**Artykuł**
^^^^^^^^^^^^^^^^
Express-Miejski.pl

Orzeł gromi i jest samodzielnym liderem. Zamek się przełamał, a Skałki złapały zadyszkę

Klasa okręgowa: Nysa Kłodzko 1:10 (0:5) Orzeł Ząbkowice Śląskie

Klasa okręgowa: Nysa Kłodzko 1:10 (0:5) Orzeł Ząbkowice Śląskie fot.: PiKo Photography

Zobacz wszystkie zdjęcia w galerii

Orzeł rozbił Nysę, przełamanie Zamku, zadyszka Skałek i punkt Sparty. W A-klasie zwycięstwa obu Unii, a także Ślęży, remis Cisu i porażka Kłosa.

Klasa okręgowa: Dycha Orła

Ząbkowiczanie znów wbili przeciwnikowi dziesięć goli. Po tym, jak uczynili to w meczu domowym z Polonią Bystrzyca Kłodzka, teraz uczynili to z Nysą Kłodzko. Wynik 10:1 (5:0) mówi sam za siebie. Podopieczni Piotra Kupca już po dwudziestu minutach prowadzili różnicą trzech goli. Do przerwy pięciokrotnie zmusili Słowika do kapitulacji, a po zmianie stron zdobyli tyle samo goli, tracąc jednego, przypadkowego gola w ostatnich minutach rywalizacji. Łupem bramkowym dzielili się: Grzywniak x3, Malik x2, Madej x2, Ostaszewski, Matusik, a także Kowalczuk.

Dzięki temu, że punkty straciła grupa pościgowa, Orzeł jest samodzielnym liderem tabeli i ma trzy oczka przewagi nad Bielawianką i AKS. Przed biało-niebieskimi teraz jednak trudne mecze. Najpierw derby ze Skałkami, a później spotkanie z LKS Bystrzycą Górną. Rundę Orzeł zakończy meczem z Włókniarzem Głuszyca.
^^^^^^^^^^^^^^^^
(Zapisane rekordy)
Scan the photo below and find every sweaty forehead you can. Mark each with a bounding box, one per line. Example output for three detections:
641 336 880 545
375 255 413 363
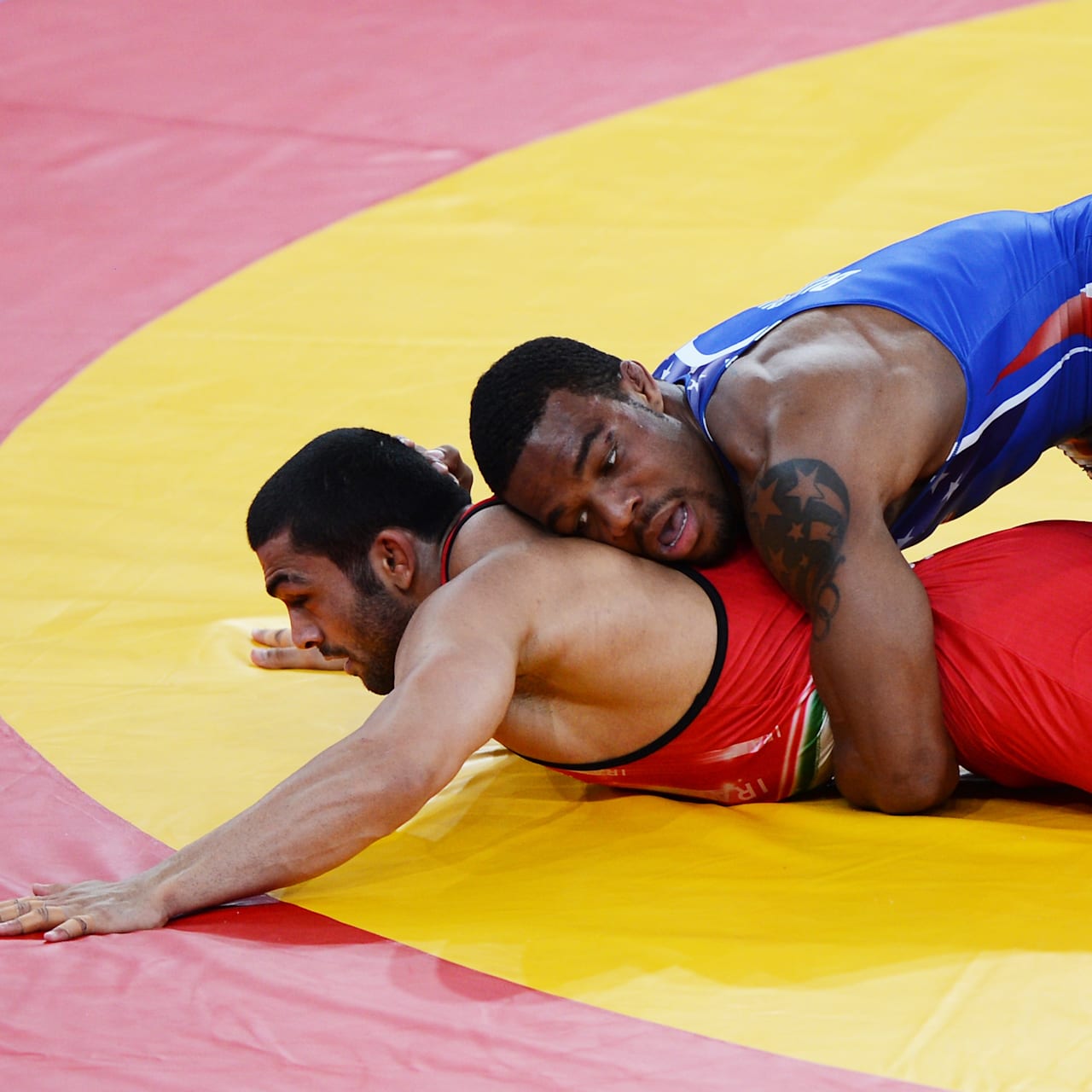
506 391 612 500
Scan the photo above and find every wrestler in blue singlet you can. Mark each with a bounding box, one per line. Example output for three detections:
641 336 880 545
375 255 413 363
655 196 1092 546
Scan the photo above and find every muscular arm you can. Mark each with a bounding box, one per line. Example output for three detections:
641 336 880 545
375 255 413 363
707 317 963 811
0 580 518 940
746 459 959 811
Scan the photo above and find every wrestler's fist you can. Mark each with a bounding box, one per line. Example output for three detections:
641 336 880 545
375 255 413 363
398 436 474 492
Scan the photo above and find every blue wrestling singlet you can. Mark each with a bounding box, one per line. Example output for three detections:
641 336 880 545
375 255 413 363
655 196 1092 546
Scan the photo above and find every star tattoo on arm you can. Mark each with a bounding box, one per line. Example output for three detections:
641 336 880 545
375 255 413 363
746 459 850 641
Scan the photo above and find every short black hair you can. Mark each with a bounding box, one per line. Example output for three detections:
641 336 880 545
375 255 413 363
247 428 471 590
471 338 623 496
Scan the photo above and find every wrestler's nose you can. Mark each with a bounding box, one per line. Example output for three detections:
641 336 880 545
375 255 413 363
290 612 322 648
600 491 641 543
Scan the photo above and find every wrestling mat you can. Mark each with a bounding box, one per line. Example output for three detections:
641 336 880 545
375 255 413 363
0 0 1092 1092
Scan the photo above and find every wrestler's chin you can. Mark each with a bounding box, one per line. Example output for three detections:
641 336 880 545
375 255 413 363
671 508 745 569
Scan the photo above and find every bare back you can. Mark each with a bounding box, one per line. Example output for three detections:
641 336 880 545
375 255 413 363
434 508 717 764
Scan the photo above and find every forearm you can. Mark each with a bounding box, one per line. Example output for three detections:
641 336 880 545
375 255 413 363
149 729 428 917
811 594 959 812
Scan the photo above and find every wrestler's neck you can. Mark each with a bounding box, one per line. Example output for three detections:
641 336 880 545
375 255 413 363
437 504 547 578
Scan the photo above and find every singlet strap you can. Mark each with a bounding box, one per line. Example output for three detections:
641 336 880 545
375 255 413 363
440 497 504 584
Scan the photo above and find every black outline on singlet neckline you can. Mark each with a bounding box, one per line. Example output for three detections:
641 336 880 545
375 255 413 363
440 497 503 584
508 566 729 773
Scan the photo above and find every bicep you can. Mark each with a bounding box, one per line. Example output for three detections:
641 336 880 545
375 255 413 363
385 578 520 792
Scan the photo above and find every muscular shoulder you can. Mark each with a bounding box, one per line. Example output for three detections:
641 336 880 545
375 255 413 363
706 305 964 495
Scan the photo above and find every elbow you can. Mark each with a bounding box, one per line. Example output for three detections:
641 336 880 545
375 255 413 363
835 746 959 816
871 771 958 816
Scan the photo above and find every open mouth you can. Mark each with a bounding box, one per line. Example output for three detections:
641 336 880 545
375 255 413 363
656 504 690 554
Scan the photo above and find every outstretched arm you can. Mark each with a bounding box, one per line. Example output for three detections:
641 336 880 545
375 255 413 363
0 604 515 940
^^^^^^^^^^^^^^^^
**Twoje zadania**
1. Wypisz z artykułu o meczu Orła z Nysą fragment zaczynający się od słów „Klasa okręgowa: Dycha” i ciągnący się aż do słów „z Włókniarzem Głuszyca.”.
2. Odpowiedz na podstawie artykułu o meczu Orła z Nysą:
(a) Z którą drużyną ząbkowiczanie wcześniej wygrali u siebie, strzelając dziesięć goli?
(b) Ile goli zdobył Grzywniak?
(c) Z kim Orzeł zakończy rundę?
3. Dopisz dalszy ciąg artykułu o meczu Orła z Nysą, zaczynając zaraz po jego ostatnim zdaniu.

**Oczekiwane odpowiedzi**
1.
Klasa okręgowa: Dycha Orła

Ząbkowiczanie znów wbili przeciwnikowi dziesięć goli. Po tym, jak uczynili to w meczu domowym z Polonią Bystrzyca Kłodzka, teraz uczynili to z Nysą Kłodzko. Wynik 10:1 (5:0) mówi sam za siebie. Podopieczni Piotra Kupca już po dwudziestu minutach prowadzili różnicą trzech goli. Do przerwy pięciokrotnie zmusili Słowika do kapitulacji, a po zmianie stron zdobyli tyle samo goli, tracąc jednego, przypadkowego gola w ostatnich minutach rywalizacji. Łupem bramkowym dzielili się: Grzywniak x3, Malik x2, Madej x2, Ostaszewski, Matusik, a także Kowalczuk.

Dzięki temu, że punkty straciła grupa pościgowa, Orzeł jest samodzielnym liderem tabeli i ma trzy oczka przewagi nad Bielawianką i AKS. Przed biało-niebieskimi teraz jednak trudne mecze. Najpierw derby ze Skałkami, a później spotkanie z LKS Bystrzycą Górną. Rundę Orzeł zakończy meczem z Włókniarzem Głuszyca.

2.
(a) Z Polonią Bystrzyca Kłodzka.
(b) Trzy.
(c) Z Włókniarzem Głuszyca.

3.
Przełamanie Zamku

Takiego meczu oczekiwali w Kamieńcu Ząbkowickim z upragnieniem. Zespół Szymona Markowskiego przełamał trwającą prawie dwa miesiące serię meczów bez wygranej i zwyciężył 3:1 (2:0) w Bystrzycy Kłodzkiej. Wygrana tym cenniejsza, że z sąsiadującą w tabeli Polonią. Dzięki zdobytym trzem punktom Zamek nieco odskoczył od strefy spadkowej i z nadzieją może wypatrywać kolejnych spotkań, by dobrze zakończyć nieudaną rundę.

Zamek od początku meczu przejął inicjatywę, ale pierwszą dobrą okazję na zdobycie gola mieli gospodarze. Z głowy uderzał Dymek. Pierwszy gol w meczu padł w 11. minucie gry. Wtedy to aktywny Osuchowski uderzył z dystansu, piłka odbiła się od słupka, a formalności dopełnił Shaveddinov. Chwilę później powinno być 2:0, ale znakomitą okazję zmarnował Olayinka. Tuż przed końcem pierwszej połowy w roli jednego z architektów bramki ponownie wystąpil Osuchowski, który dograł piłkę w pole karne do Dudzica, a ten trafił między słupki bramki Ziarki i było 2:0.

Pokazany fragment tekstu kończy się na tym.